■ **Job**
Reproduce verbatim the lines of the entries below, from the line containing "Q. Locate the speckled" to the line containing "pixel 142 20", including both of those lines and nothing else.

■ **Records for this task**
□ □ □ □ □ □ □

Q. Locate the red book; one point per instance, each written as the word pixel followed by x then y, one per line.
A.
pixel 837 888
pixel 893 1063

□ □ □ □ □ □ □

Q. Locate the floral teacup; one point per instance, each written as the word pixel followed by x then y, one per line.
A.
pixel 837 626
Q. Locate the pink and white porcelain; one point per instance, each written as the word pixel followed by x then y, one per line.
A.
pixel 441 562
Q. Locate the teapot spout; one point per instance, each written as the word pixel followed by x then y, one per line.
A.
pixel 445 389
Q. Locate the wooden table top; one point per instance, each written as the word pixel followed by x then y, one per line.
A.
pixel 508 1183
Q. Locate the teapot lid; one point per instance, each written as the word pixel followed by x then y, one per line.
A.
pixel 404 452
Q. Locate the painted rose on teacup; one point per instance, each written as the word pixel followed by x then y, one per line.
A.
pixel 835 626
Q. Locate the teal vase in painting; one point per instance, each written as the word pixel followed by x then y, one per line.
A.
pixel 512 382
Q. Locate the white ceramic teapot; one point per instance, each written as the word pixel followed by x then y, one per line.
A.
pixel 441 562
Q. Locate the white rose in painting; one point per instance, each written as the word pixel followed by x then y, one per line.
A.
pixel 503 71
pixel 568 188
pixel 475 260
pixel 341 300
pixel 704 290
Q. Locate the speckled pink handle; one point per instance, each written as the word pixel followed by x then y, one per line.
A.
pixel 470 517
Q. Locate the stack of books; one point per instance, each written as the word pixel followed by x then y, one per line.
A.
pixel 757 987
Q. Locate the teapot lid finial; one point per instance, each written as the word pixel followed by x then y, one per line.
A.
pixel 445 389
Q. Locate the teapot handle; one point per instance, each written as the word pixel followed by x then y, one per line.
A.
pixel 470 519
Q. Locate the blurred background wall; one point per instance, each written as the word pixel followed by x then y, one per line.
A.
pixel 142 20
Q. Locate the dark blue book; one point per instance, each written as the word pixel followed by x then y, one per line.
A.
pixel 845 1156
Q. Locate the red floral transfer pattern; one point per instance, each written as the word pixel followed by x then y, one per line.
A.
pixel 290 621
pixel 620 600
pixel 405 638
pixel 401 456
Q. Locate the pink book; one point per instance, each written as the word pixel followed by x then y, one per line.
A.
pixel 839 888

□ □ □ □ □ □ □

■ **Expected output**
Q. Locate the speckled pink handle; one point per instance, each written as the word pixel followed by x then y, one per line.
A.
pixel 470 517
Q. Locate the stack of books; one point per instance, each written as the word pixel followed by x then y, one per line.
A.
pixel 757 987
Q. Locate the teapot lid finial; one point per instance, each written as the word pixel followed by x then y, one per line.
A.
pixel 445 389
Q. Locate the teapot handle; one point per instance, each written as the word pixel followed by x then y, one per line.
A.
pixel 470 519
Q. Locate the blurred background wall; one point per instance, each written as the word pixel followed by x then y, one per line.
A.
pixel 142 20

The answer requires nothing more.